TEXTO SELECIONADO —
┄┄┄┄┄┄┄┄┄┄┄┄┄┄┄┄┄┄┄┄
Matola, à semelhança de outras cidades do país, está a registar uma proliferação de bombas de combustíveis, um negócio milionário que não tem observado a legislação, mas nem com isso as instituições que fiscalizam conseguem pôr freio ao festival. O Município da Matola está metido ao fundo no negócio, não só cedendo espaços públicos como igrejas, mercados, praças públicas, mas também como sócio e parceiro de “sector privado” para negócios cujas obras são feitas em horas mortas e com indícios de lavagem de dinheiro. Quando abordada, a edilidade assumiu a existência de Postos de Abastecimento de Combustíveis Líquidos que funcionam de forma ilegal, sem requisitos mínimos, mas nos casos em que é parceiro remeteu a vereação das Obras e Infra-estruturas, que prometeu se pronunciar, mas passado um mês permaneceu fechado.

João Figueiredo, nome fictício, é um empresário que quer abrir um Posto de Abastecimento de Combustíveis Líquidos. Ele tem o terreno e DUAT. O primeiro passo foi chamar o Ministério dos Recursos Minerais e Energia (MIREME) para fazer uma vistoria. Depois de uma vistoria positiva, João foi orientado a reunir e apresentar uma série de documentos num prazo de um máximo de três meses.

A vistoria não se importou com o facto de ele estar entre três postos de combustíveis líquidos, um a menos de dois quilómetros na mesma faixa de rodagem e outro a menos de um quilómetro no sentido oposto.

O primeiro passo para reunir documentos foi fazer uma carta ao chefe do quarteirão, para confirmar a titularidade da propriedade do terreno, a mesma carta passou mais tarde pelo Chefe do Posto, para chancelar o documento. E num outro passo independente, João requer ao Ministério de Terra e Ambiente para proceder com avaliação a fim de lhe ser facultado a licença ambiental, este é um documento obrigatório, que deverá ser exigido pelo município para atribuição da licença de construção.

Aliás, é depois de reunido este documento, analisado o projecto por um técnico petrolífero independente e licenciado pelo MIREME que João anexa a carta do Chefe do Posto e faz um requerimento ao Município (ou administrador fora das autarquias) a solicitar a licença de construção, cujos preço vão de 150 mil meticais a mais de um milhão de meticais, pois quanto mais urbano for o bairro, mais cara é a licença.

É aqui onde é decisiva a intervenção do Município que não deve atribuir o aval para construção, sem a licença ambiental e nem documento de consulta pública, nos casos em que é necessário. Esses documentos todos são depois devolvidos ao MIREME, que deverá dar a licença definitiva e autorizar a actividade.
┄┄┄┄┄┄┄┄┄┄┄┄┄┄┄┄┄┄┄┄
DADOS FORNECIDOS —

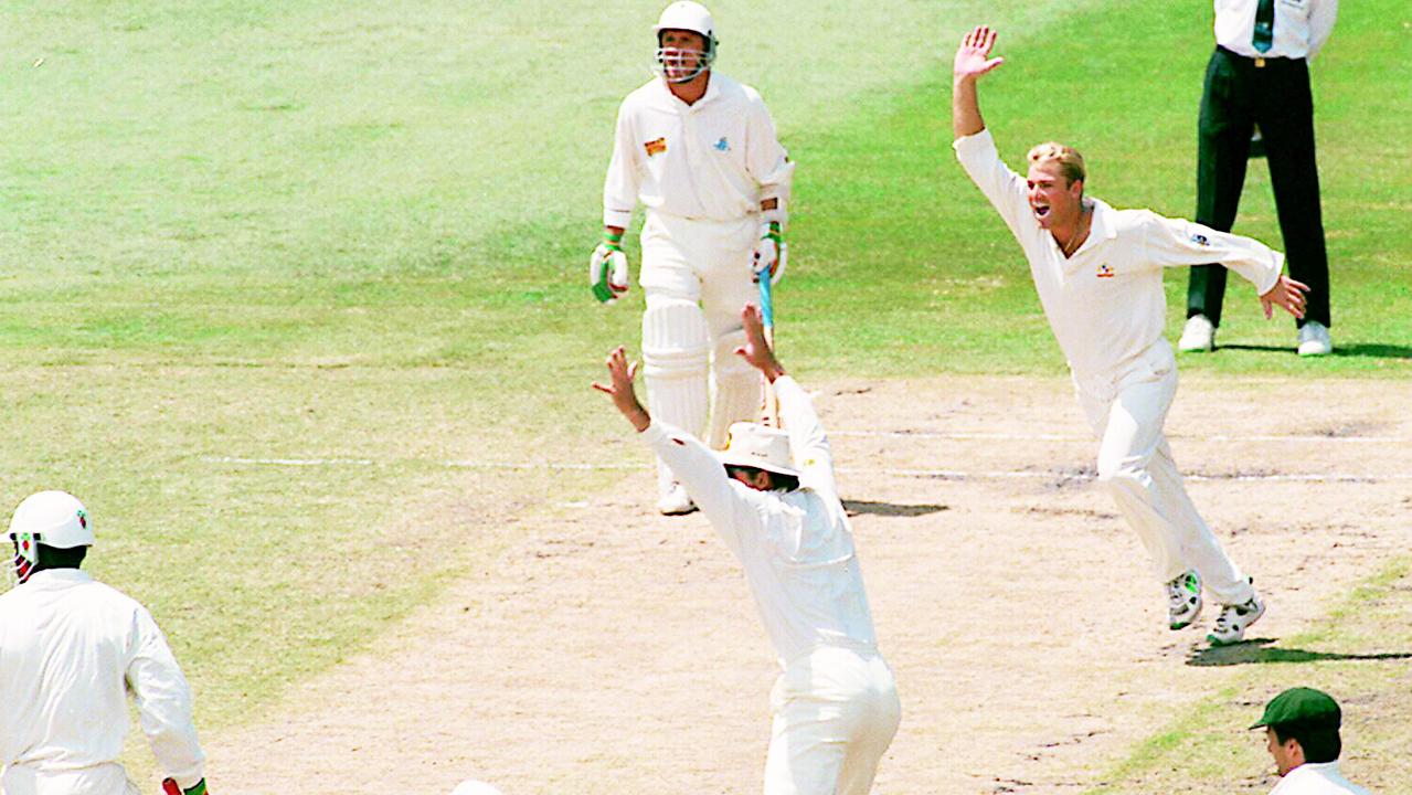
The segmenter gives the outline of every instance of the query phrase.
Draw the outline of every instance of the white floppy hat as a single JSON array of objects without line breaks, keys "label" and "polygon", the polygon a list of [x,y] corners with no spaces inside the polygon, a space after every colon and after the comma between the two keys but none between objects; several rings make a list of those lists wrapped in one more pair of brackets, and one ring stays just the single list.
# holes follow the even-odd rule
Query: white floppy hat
┄┄┄┄┄┄┄┄┄┄┄┄┄┄┄┄┄┄┄┄
DESCRIÇÃO DO EXERCÍCIO — Traduza para o inglês a seguinte frase do texto sobre os postos de combustíveis na Matola: "O primeiro passo foi chamar o Ministério dos Recursos Minerais e Energia (MIREME) para fazer uma vistoria."

RESPOSTA DO EXERCÍCIO — The first step was to call in the Ministry of Mineral Resources and Energy (MIREME) to carry out an inspection.